▶ **WHAT IS NEEDED**
Rewrite everything from the row containing "Each instance of the rocky" down to the last of the rows below, shifting each pixel coordinate in the answers by adding 145 to both of its numbers and keeping every other line unchanged. Leave the pictures out.

▶ **DATA IN THIS EXERCISE**

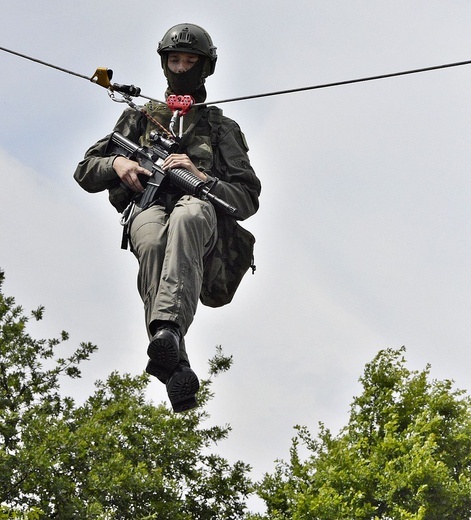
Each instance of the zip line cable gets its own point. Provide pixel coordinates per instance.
(339, 83)
(136, 92)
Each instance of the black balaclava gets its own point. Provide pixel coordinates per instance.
(190, 82)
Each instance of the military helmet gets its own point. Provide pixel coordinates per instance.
(191, 38)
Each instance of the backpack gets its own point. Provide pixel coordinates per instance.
(231, 257)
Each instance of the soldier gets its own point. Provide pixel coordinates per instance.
(187, 249)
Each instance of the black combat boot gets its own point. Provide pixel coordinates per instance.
(164, 348)
(182, 387)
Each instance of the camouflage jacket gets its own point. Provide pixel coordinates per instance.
(217, 146)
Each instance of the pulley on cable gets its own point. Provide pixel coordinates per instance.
(179, 105)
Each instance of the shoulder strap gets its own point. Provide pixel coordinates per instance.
(215, 119)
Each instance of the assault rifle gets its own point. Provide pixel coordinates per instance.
(152, 159)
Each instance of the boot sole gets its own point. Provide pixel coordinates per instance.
(164, 353)
(181, 390)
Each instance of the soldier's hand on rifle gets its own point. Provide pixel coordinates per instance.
(128, 172)
(181, 160)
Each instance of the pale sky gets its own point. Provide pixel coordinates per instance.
(363, 234)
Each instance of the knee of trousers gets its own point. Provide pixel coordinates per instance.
(191, 212)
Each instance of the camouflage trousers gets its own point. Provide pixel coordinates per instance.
(171, 249)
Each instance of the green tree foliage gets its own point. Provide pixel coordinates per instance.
(405, 454)
(116, 456)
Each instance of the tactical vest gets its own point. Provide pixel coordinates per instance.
(200, 132)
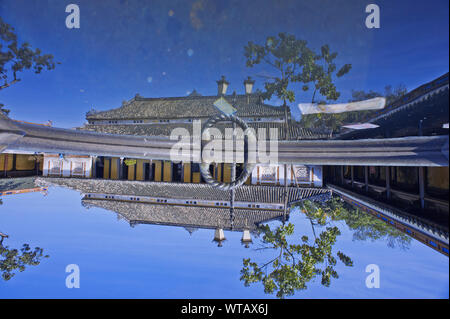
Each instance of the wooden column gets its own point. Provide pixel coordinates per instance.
(120, 168)
(366, 178)
(187, 172)
(388, 182)
(94, 167)
(352, 175)
(422, 186)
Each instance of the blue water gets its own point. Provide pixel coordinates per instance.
(151, 261)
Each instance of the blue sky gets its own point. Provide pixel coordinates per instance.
(168, 48)
(150, 261)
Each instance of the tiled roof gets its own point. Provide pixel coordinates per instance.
(185, 216)
(246, 193)
(185, 107)
(295, 132)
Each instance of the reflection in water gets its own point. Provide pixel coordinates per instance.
(299, 260)
(363, 225)
(14, 259)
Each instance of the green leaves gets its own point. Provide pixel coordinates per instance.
(13, 259)
(295, 62)
(16, 57)
(296, 264)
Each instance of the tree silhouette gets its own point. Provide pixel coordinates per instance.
(296, 264)
(16, 57)
(365, 226)
(13, 259)
(295, 62)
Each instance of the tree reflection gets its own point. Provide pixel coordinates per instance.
(364, 226)
(296, 264)
(14, 259)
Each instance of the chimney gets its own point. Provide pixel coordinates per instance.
(222, 86)
(248, 85)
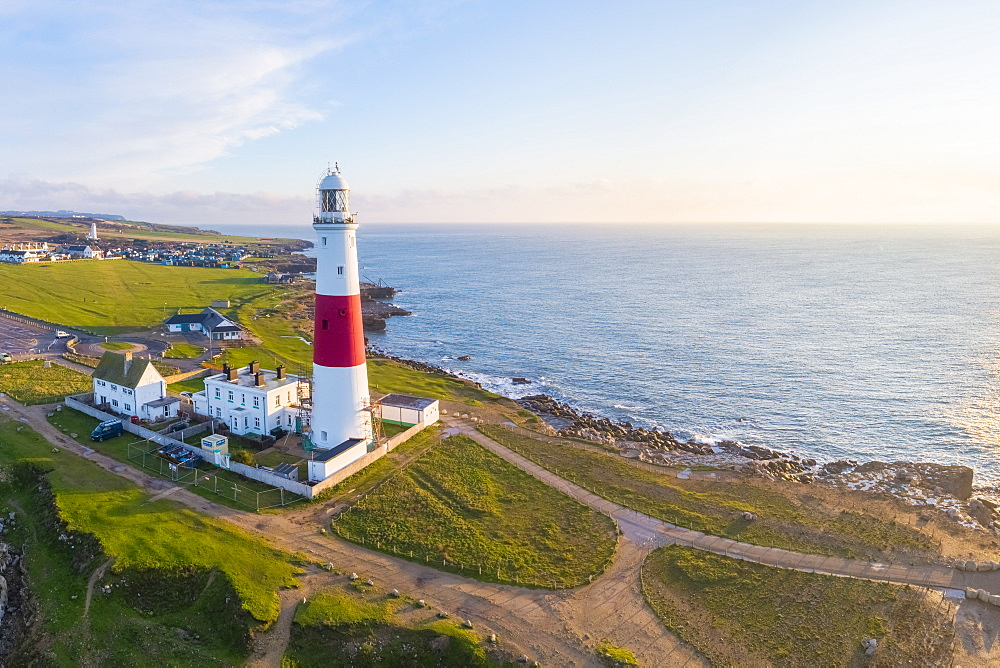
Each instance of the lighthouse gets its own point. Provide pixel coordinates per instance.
(341, 419)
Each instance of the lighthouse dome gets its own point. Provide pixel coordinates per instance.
(333, 181)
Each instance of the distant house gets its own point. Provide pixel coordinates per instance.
(132, 387)
(209, 322)
(22, 253)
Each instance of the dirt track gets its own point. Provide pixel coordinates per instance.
(574, 621)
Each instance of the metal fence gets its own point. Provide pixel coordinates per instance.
(213, 480)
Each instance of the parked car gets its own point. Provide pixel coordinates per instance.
(179, 426)
(107, 429)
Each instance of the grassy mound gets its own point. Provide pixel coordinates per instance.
(462, 508)
(738, 613)
(145, 534)
(31, 383)
(150, 616)
(716, 508)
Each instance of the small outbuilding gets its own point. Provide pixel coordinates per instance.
(404, 409)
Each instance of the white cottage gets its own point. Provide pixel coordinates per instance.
(250, 399)
(132, 387)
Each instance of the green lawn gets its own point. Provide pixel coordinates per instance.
(183, 351)
(362, 627)
(117, 345)
(462, 508)
(221, 486)
(145, 534)
(738, 613)
(716, 507)
(31, 383)
(120, 295)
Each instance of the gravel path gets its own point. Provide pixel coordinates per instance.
(555, 628)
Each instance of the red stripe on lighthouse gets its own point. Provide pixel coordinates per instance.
(339, 338)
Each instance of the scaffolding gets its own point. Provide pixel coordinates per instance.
(303, 420)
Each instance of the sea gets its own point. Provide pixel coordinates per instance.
(826, 341)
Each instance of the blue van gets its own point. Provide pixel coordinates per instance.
(107, 429)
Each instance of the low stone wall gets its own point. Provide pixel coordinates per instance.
(404, 436)
(271, 478)
(260, 475)
(177, 377)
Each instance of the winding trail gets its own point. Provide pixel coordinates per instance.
(555, 627)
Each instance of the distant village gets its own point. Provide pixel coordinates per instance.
(188, 254)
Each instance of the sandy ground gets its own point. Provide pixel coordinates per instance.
(555, 628)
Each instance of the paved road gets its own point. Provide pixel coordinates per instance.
(572, 621)
(554, 627)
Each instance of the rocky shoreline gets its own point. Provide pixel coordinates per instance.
(948, 489)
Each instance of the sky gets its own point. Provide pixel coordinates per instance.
(670, 111)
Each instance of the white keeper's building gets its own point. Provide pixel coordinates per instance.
(250, 399)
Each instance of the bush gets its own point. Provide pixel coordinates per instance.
(241, 456)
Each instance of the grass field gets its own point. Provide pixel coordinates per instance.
(716, 507)
(183, 351)
(141, 533)
(31, 383)
(140, 230)
(738, 613)
(120, 295)
(360, 627)
(117, 345)
(462, 508)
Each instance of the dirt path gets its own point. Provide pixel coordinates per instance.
(573, 621)
(94, 577)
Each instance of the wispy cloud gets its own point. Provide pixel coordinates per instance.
(120, 93)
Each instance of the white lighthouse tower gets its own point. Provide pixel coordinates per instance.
(341, 418)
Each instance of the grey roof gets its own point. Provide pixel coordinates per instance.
(113, 369)
(406, 401)
(184, 318)
(327, 455)
(165, 401)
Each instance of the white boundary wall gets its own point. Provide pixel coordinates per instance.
(260, 475)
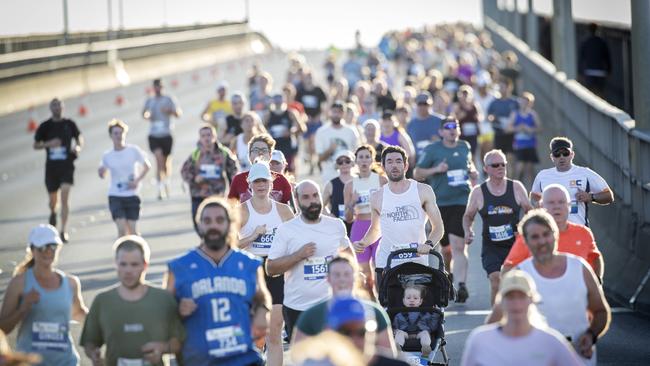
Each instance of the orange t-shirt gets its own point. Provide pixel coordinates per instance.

▶ **SOLUTION TO THE PROBLEM**
Each instance of the rocky shoreline gets its own point. Provide pixel coordinates per instance.
(1093, 634)
Each instance of the sky gets its own point. Provide pixel coordinates per instance.
(815, 256)
Each instance of the white keeper's building gets its own point. Provide pixel coordinates per instance.
(395, 544)
Each instance of the bush gets its own point. Provide pixel coordinates per instance.
(386, 601)
Each instance of the grass field gets its own point. Provide pixel coordinates per instance.
(861, 652)
(328, 496)
(286, 678)
(176, 528)
(285, 375)
(883, 758)
(265, 440)
(505, 772)
(262, 490)
(607, 653)
Each instance of the dirt path gets its own point. Provide pixel coordinates per instance.
(718, 766)
(239, 722)
Each instance of the wispy cloud gets its own point. Provide pixel coordinates per instance.
(265, 238)
Each instance of the white lighthouse tower gets its own point. Provide pixel coordinates per instance.
(486, 563)
Each instance of the grey roof gets its own point. Provide pixel coordinates per instance.
(258, 514)
(551, 546)
(329, 463)
(472, 600)
(310, 546)
Each instance of the white boundary wall gets its own point. Provide pixel coordinates per instance.
(405, 620)
Each instance of the orange t-shirt gets its own point. Provide pixel coordinates per instance.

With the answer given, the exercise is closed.